## Start

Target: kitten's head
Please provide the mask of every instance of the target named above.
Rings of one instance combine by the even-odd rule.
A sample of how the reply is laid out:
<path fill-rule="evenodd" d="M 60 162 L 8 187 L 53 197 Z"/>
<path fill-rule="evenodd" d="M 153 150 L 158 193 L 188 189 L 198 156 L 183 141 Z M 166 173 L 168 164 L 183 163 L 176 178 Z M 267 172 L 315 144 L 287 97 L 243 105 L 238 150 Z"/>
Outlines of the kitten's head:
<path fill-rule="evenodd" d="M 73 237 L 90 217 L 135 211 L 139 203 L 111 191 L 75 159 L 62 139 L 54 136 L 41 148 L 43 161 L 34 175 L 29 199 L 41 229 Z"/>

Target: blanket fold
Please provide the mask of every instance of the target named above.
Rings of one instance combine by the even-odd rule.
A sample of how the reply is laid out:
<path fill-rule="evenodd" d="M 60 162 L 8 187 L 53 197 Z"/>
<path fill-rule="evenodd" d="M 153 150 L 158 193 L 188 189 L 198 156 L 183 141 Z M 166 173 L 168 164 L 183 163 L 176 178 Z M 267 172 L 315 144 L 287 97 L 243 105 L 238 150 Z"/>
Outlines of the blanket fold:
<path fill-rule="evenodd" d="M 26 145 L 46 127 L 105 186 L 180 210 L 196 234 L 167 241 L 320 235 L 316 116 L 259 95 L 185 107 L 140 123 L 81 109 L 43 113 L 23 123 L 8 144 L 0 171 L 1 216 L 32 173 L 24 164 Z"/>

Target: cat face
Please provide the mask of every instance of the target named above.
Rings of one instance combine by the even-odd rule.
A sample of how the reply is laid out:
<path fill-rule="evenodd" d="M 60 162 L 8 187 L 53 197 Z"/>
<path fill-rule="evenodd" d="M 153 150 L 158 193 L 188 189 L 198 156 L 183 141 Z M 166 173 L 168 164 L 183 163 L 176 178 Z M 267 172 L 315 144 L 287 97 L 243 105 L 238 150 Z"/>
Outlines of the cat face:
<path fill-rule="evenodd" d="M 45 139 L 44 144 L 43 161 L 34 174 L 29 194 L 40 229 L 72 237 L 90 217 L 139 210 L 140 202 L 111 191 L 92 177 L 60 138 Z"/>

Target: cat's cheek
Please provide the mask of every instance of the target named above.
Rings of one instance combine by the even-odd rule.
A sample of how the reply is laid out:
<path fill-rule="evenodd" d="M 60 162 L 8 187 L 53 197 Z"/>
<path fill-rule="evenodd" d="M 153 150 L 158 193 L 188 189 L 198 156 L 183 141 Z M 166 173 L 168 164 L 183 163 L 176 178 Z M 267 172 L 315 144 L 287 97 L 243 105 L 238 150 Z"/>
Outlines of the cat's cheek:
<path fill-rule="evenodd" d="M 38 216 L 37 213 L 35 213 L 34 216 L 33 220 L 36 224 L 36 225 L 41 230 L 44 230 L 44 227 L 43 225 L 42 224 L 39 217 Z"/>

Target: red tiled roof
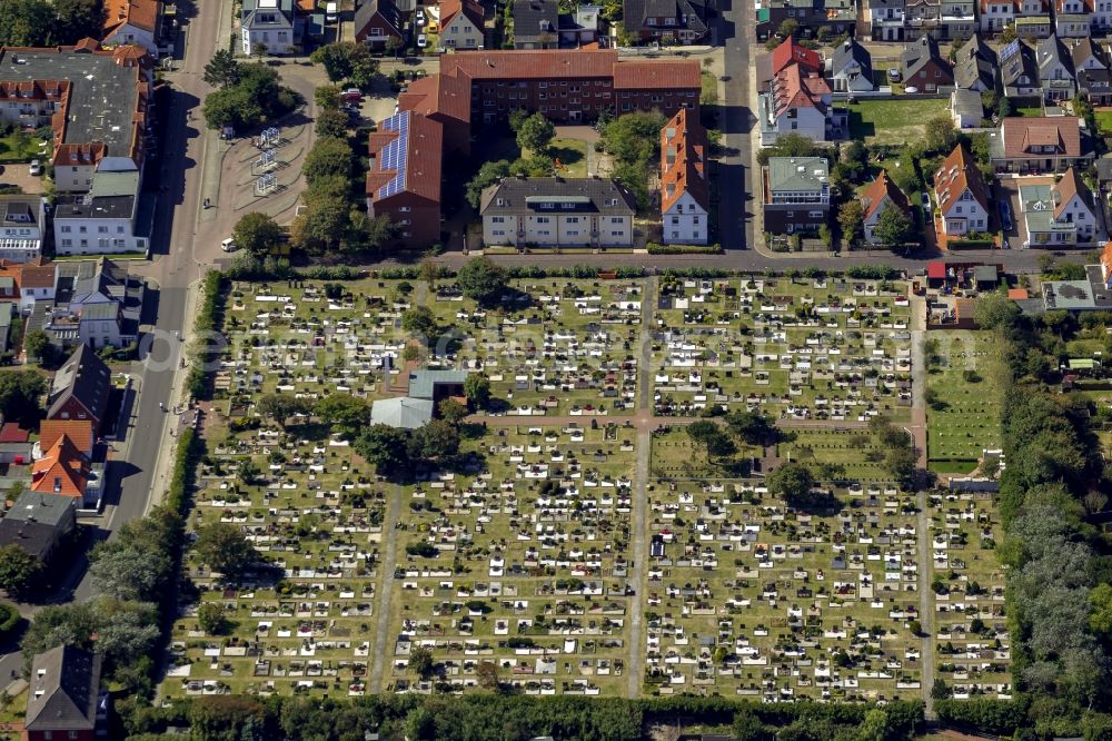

## End

■ **Directive**
Rewrite all of the rows above with every "even-odd rule" replaced by "nonzero winding rule" and everything else left unchanged, and leave the pictures out of your answer.

■ **Answer below**
Target: kitten's head
Please provide the mask of every instance of the target named above.
Rings of one instance combine by the nonzero winding rule.
A sample of how the reply is laid out:
<path fill-rule="evenodd" d="M 60 162 L 8 187 L 53 197 Z"/>
<path fill-rule="evenodd" d="M 153 150 L 158 193 L 188 189 L 198 156 L 183 141 Z M 166 173 L 168 164 L 183 163 L 176 178 Z M 267 172 L 315 144 L 287 97 L 243 105 L 238 150 Z"/>
Outlines of the kitten's head:
<path fill-rule="evenodd" d="M 73 237 L 90 217 L 135 211 L 139 203 L 111 191 L 75 159 L 62 139 L 54 136 L 41 148 L 43 161 L 34 175 L 29 199 L 41 229 Z"/>

Target: blanket fold
Please provide the mask of every instance of the target named above.
Rings of one instance combine by the nonzero winding rule.
A sample of how the reply is laid out:
<path fill-rule="evenodd" d="M 60 162 L 8 187 L 53 197 Z"/>
<path fill-rule="evenodd" d="M 153 150 L 158 193 L 188 189 L 198 156 L 183 141 Z M 166 173 L 168 164 L 183 163 L 176 178 Z M 267 172 L 315 144 L 287 97 L 243 105 L 238 150 Z"/>
Outlines of the blanket fold:
<path fill-rule="evenodd" d="M 26 145 L 46 127 L 105 186 L 180 210 L 196 234 L 167 241 L 320 235 L 316 116 L 259 95 L 185 107 L 140 123 L 81 109 L 43 113 L 23 123 L 8 144 L 0 171 L 1 216 L 32 173 L 24 164 Z"/>

Target: cat face
Please provide the mask of every instance of the target named above.
Rings of one instance combine by the nonzero winding rule.
A sample of how the reply is laid out:
<path fill-rule="evenodd" d="M 60 162 L 8 187 L 53 197 Z"/>
<path fill-rule="evenodd" d="M 153 150 L 158 193 L 188 189 L 198 156 L 183 141 Z M 166 173 L 168 164 L 183 163 L 176 178 Z M 267 172 L 315 144 L 287 97 L 243 105 L 238 150 Z"/>
Outlines of the cat face:
<path fill-rule="evenodd" d="M 45 139 L 44 144 L 43 161 L 34 174 L 29 194 L 40 229 L 72 237 L 90 217 L 139 210 L 140 202 L 111 191 L 92 177 L 60 138 Z"/>

Target: cat's cheek
Please provide the mask of every instance of the target named above.
Rings of one instance combine by the nonzero winding rule.
A sample of how the reply is laid out:
<path fill-rule="evenodd" d="M 60 162 L 8 187 L 53 197 Z"/>
<path fill-rule="evenodd" d="M 153 150 L 158 193 L 188 189 L 198 156 L 183 141 Z M 166 173 L 168 164 L 183 163 L 176 178 Z M 267 172 L 315 144 L 287 97 L 243 105 L 238 150 Z"/>
Outlines of the cat's cheek:
<path fill-rule="evenodd" d="M 38 216 L 37 213 L 35 213 L 34 216 L 33 220 L 36 224 L 36 225 L 41 230 L 44 230 L 44 227 L 43 225 L 42 224 L 39 217 Z"/>

Target: red tiled roof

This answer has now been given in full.